## [Texto de leitura]
• • •

Defesa da concorrência

Estado, mercado, estatais e concorrência: "modos de fazer"

Autor

  • Alessandro Octaviani

    é professor de Direito Econômico da Faculdade de Direito da USP ex-membro do Conselho Administrativo de Defesa Econômica (Cade) e autor entre outros de Recursos genéticos e desenvolvimento Estatais (em coautoria com Irene Nohara) e Estudos Pareceres e Votos de Direito Econômico (vols. I e II).

4 de outubro de 2021, 15h27

ConJur
Os mercados não são meros espaços nos quais decisões lógicas são tomadas por agentes racionais, sendo tais interações entre demanda e oferta passíveis de tradução em gráficos, tal qual a caricatura da economia neoclássica e suas variações incutem rotineiramente no debate público. Mercados são instituições sociais, determinadas por cultura enraizada e variável, distintas detenções de poder e por específica e dinâmica disciplina jurídica. A percepção de que “o mercado é uma instituição jurídica” ou de que “o capitalismo é um modo de produção jurídico” são muito mais próximas à realidade do que a caricatura dos agentes racionais buscando suas vantagens no fantástico mundo ceteris paribus.

• • •

## [Dados fornecidos]
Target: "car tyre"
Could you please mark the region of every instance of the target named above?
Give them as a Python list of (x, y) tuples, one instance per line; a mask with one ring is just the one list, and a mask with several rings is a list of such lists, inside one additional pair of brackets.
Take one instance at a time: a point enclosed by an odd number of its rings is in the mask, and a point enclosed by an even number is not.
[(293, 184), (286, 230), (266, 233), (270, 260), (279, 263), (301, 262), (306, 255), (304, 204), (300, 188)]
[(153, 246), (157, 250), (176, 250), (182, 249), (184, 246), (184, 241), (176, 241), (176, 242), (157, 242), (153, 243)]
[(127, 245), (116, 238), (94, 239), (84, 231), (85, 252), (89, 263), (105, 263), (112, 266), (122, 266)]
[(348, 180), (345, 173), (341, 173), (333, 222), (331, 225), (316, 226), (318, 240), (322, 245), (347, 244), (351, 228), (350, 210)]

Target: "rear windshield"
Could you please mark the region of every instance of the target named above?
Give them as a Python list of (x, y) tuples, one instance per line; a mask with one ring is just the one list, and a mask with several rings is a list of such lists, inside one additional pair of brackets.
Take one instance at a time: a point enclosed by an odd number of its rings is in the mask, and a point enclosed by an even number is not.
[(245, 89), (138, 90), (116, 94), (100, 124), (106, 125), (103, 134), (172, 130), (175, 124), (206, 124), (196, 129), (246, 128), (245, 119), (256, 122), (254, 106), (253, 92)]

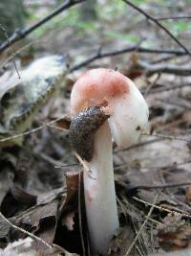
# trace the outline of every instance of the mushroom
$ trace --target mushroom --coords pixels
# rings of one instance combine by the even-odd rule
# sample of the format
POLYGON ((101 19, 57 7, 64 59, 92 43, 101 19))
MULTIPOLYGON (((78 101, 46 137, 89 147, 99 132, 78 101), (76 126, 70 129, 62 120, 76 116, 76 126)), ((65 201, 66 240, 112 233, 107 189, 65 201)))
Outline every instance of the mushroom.
POLYGON ((106 254, 119 227, 112 138, 119 148, 137 142, 147 128, 148 107, 131 80, 117 71, 97 68, 87 71, 74 83, 71 114, 70 139, 84 166, 91 250, 93 254, 106 254))

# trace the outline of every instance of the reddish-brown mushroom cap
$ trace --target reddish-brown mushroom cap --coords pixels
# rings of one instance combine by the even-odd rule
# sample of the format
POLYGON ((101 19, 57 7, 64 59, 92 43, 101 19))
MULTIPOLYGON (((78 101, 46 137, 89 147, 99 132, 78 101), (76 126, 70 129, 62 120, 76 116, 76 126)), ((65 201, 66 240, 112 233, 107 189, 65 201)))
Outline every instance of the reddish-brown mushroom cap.
POLYGON ((71 95, 72 115, 95 105, 111 116, 111 132, 119 147, 131 146, 147 128, 148 107, 142 95, 117 71, 92 69, 76 81, 71 95))

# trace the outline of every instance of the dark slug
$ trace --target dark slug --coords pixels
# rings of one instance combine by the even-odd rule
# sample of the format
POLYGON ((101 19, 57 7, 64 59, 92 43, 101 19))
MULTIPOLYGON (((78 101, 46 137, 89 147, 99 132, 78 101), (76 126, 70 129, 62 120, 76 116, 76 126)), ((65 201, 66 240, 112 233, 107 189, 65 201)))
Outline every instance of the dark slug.
POLYGON ((71 146, 84 160, 90 162, 94 154, 94 135, 109 118, 99 106, 90 106, 72 120, 69 129, 71 146))

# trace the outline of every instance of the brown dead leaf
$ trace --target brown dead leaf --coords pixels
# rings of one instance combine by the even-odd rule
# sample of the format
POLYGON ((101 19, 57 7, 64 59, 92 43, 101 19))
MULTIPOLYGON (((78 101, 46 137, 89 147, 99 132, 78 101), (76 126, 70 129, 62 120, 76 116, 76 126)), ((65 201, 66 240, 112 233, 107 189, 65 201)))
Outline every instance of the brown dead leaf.
POLYGON ((168 214, 158 225, 158 236, 160 245, 168 250, 191 246, 191 226, 180 215, 168 214))

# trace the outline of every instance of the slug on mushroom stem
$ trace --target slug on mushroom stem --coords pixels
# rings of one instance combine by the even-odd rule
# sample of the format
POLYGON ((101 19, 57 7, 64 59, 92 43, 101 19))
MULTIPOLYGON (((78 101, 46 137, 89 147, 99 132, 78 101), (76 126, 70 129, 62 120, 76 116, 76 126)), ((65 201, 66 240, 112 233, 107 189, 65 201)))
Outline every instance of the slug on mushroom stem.
POLYGON ((131 80, 117 71, 97 68, 84 73, 74 83, 71 114, 71 143, 84 165, 91 250, 93 254, 106 254, 119 227, 112 137, 119 148, 136 143, 140 132, 147 128, 148 107, 131 80))

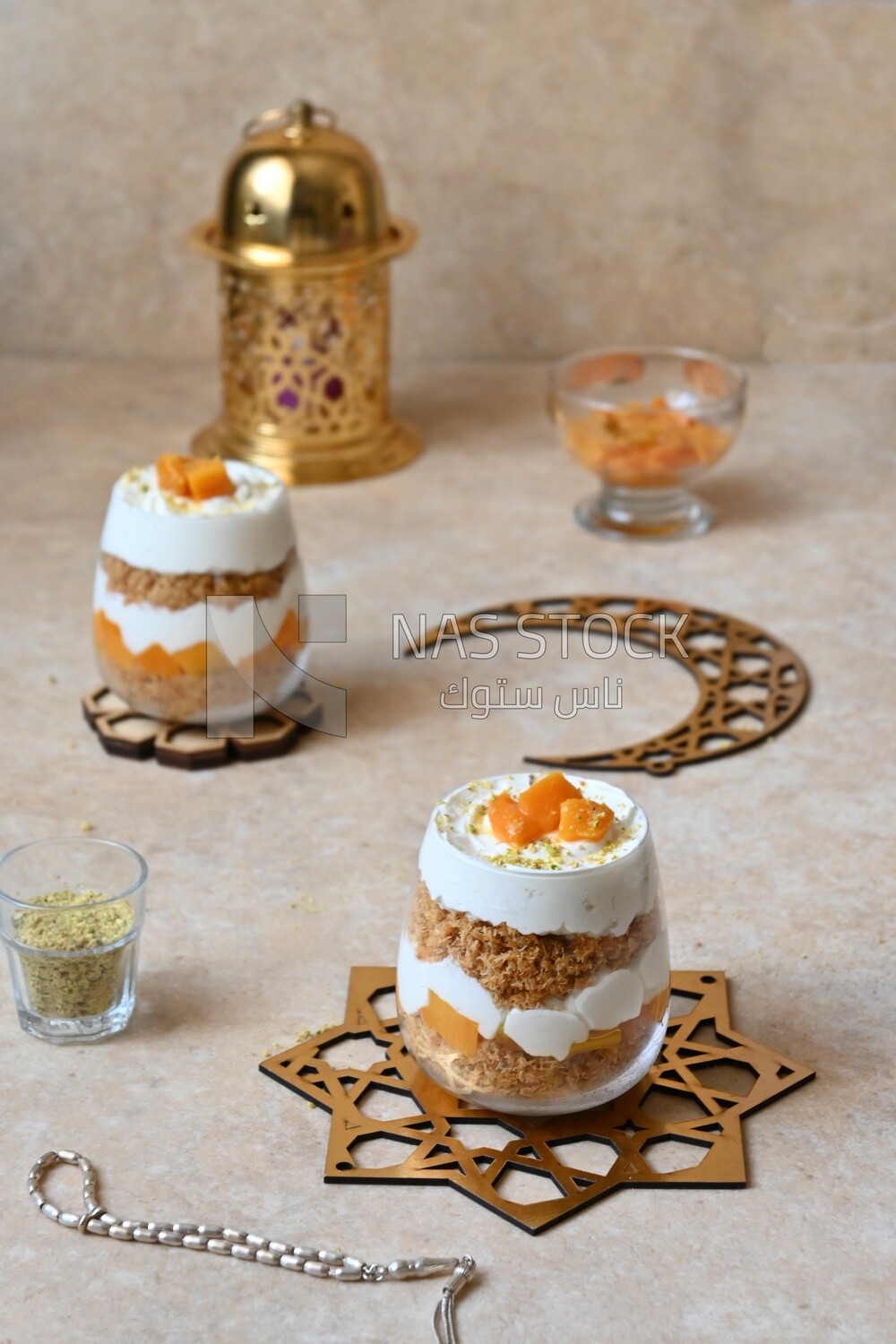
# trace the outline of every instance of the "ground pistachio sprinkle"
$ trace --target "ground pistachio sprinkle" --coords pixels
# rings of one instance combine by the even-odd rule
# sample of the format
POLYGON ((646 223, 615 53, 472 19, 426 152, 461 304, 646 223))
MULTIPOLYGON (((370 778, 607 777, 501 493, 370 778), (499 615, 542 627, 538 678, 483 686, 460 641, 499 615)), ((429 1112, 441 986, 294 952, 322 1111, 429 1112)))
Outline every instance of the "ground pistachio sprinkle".
POLYGON ((125 938, 134 926, 129 900, 109 900, 102 891, 48 891, 35 896, 34 910, 13 918, 16 941, 50 956, 21 954, 31 1008, 42 1017, 93 1017, 107 1012, 120 988, 128 948, 101 952, 125 938), (77 909, 71 909, 77 907, 77 909), (83 957, 54 957, 83 952, 83 957))

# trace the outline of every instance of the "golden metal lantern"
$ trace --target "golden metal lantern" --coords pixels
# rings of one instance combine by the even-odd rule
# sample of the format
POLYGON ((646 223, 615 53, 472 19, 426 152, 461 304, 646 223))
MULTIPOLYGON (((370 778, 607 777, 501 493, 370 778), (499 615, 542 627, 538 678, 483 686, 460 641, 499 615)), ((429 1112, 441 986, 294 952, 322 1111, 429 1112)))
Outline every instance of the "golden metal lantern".
POLYGON ((376 163, 332 113, 296 102, 243 134, 219 218, 191 234, 220 269, 224 394, 193 452, 290 485, 404 466, 420 439, 390 415, 388 262, 416 230, 387 214, 376 163))

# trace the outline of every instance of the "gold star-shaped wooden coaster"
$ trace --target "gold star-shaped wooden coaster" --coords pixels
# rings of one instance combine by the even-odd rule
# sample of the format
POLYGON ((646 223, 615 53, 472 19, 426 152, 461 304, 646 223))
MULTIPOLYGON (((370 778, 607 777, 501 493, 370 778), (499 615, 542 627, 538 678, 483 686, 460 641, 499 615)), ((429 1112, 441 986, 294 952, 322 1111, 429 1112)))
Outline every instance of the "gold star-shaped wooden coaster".
POLYGON ((637 1087, 556 1118, 433 1083, 402 1043, 391 966, 353 966, 345 1020, 259 1067, 332 1113, 326 1183, 454 1185, 535 1234, 625 1185, 746 1185, 742 1117, 814 1078, 732 1028, 721 972, 673 972, 672 1012, 637 1087))

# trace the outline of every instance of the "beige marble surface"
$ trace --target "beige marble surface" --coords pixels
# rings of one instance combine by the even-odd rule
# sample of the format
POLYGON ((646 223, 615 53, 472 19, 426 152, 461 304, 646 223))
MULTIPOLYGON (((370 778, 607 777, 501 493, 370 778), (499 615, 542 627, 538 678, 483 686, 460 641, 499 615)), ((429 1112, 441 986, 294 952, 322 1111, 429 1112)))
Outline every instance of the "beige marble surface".
MULTIPOLYGON (((185 445, 212 410, 214 370, 0 371, 0 847, 90 821, 150 868, 126 1034, 32 1040, 0 980, 0 1340, 427 1337, 433 1284, 271 1277, 52 1227, 24 1179, 54 1145, 98 1163, 124 1216, 231 1220, 375 1259, 469 1251, 482 1273, 462 1302, 466 1344, 888 1337, 892 367, 756 368, 743 437, 705 484, 719 526, 658 547, 574 526, 588 481, 552 441, 541 367, 407 370, 399 402, 424 456, 294 495, 312 587, 348 594, 349 641, 316 661, 348 687, 348 738, 197 775, 105 757, 78 698, 95 681, 90 585, 109 485, 185 445), (739 1027, 818 1078, 747 1121, 747 1189, 627 1191, 536 1241, 450 1189, 324 1187, 326 1117, 257 1064, 341 1017, 349 965, 392 956, 431 801, 531 745, 575 741, 549 710, 449 716, 438 694, 458 664, 392 661, 390 614, 572 591, 715 606, 805 657, 813 699, 776 741, 669 780, 617 778, 656 829, 674 964, 727 970, 739 1027)), ((501 667, 513 675, 510 653, 501 667)), ((594 741, 631 741, 689 707, 672 667, 611 671, 625 708, 596 718, 594 741)), ((541 675, 560 689, 588 671, 555 650, 541 675)), ((73 1183, 54 1189, 73 1204, 73 1183)))
POLYGON ((403 355, 896 358, 892 3, 13 0, 0 62, 5 351, 211 355, 187 230, 301 94, 420 227, 403 355))

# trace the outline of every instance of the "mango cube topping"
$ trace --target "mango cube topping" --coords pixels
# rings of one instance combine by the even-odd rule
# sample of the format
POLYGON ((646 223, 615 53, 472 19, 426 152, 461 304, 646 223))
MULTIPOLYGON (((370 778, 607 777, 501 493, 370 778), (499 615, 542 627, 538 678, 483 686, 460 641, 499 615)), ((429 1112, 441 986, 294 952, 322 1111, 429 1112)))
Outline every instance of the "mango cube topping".
POLYGON ((156 480, 160 491, 181 499, 210 500, 218 495, 234 495, 236 487, 219 457, 181 457, 163 453, 156 460, 156 480))
POLYGON ((492 835, 516 849, 548 835, 566 841, 599 844, 614 821, 611 808, 583 798, 582 790, 559 770, 541 775, 519 798, 500 793, 489 804, 492 835))

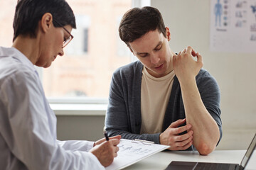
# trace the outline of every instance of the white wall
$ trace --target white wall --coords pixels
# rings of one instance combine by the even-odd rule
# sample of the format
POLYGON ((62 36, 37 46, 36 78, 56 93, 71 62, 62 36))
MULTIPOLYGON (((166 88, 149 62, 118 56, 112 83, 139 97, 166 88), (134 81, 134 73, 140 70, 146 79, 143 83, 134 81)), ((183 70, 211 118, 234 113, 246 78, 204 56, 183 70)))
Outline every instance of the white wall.
POLYGON ((210 51, 210 0, 151 0, 151 6, 171 30, 171 50, 192 46, 218 82, 223 136, 218 149, 246 149, 256 132, 256 54, 210 51))

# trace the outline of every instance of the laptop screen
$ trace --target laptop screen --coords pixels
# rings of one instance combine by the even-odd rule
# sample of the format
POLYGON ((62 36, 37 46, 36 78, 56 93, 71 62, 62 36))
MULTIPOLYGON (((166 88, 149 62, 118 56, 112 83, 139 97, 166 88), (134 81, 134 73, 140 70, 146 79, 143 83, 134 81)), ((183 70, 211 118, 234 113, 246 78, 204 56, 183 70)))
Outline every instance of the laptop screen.
POLYGON ((255 135, 252 142, 250 143, 247 150, 246 151, 246 153, 245 153, 244 157, 242 159, 240 165, 243 168, 245 167, 250 156, 252 154, 252 152, 253 152, 254 149, 255 149, 255 146, 256 146, 256 134, 255 135))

• • •

## [Instrução dada 1]
Reproduza palavra por palavra o trecho do texto de leitura que vai de "Defesa da concorrência" a "(vols. I e II).".
## [Instrução dada 2]
Indique se cada afirmação abaixo concorda com o texto de leitura. Responda sim ou não e cite literalmente as palavras do texto que decidem cada caso.
(a) O texto afirma que os mercados são instituições sociais.
(b) O texto foi publicado em 4 de outubro de 2021.
(c) Alessandro Octaviani é apresentado como membro atual do Cade.

## [Resposta escrita 1]
Defesa da concorrência

Estado, mercado, estatais e concorrência: "modos de fazer"

Autor

  • Alessandro Octaviani

    é professor de Direito Econômico da Faculdade de Direito da USP ex-membro do Conselho Administrativo de Defesa Econômica (Cade) e autor entre outros de Recursos genéticos e desenvolvimento Estatais (em coautoria com Irene Nohara) e Estudos Pareceres e Votos de Direito Econômico (vols. I e II).

## [Resposta escrita 2]
(a) Sim: "Mercados são instituições sociais".
(b) Sim: "4 de outubro de 2021, 15h27".
(c) Não: "ex-membro do Conselho Administrativo de Defesa Econômica (Cade)".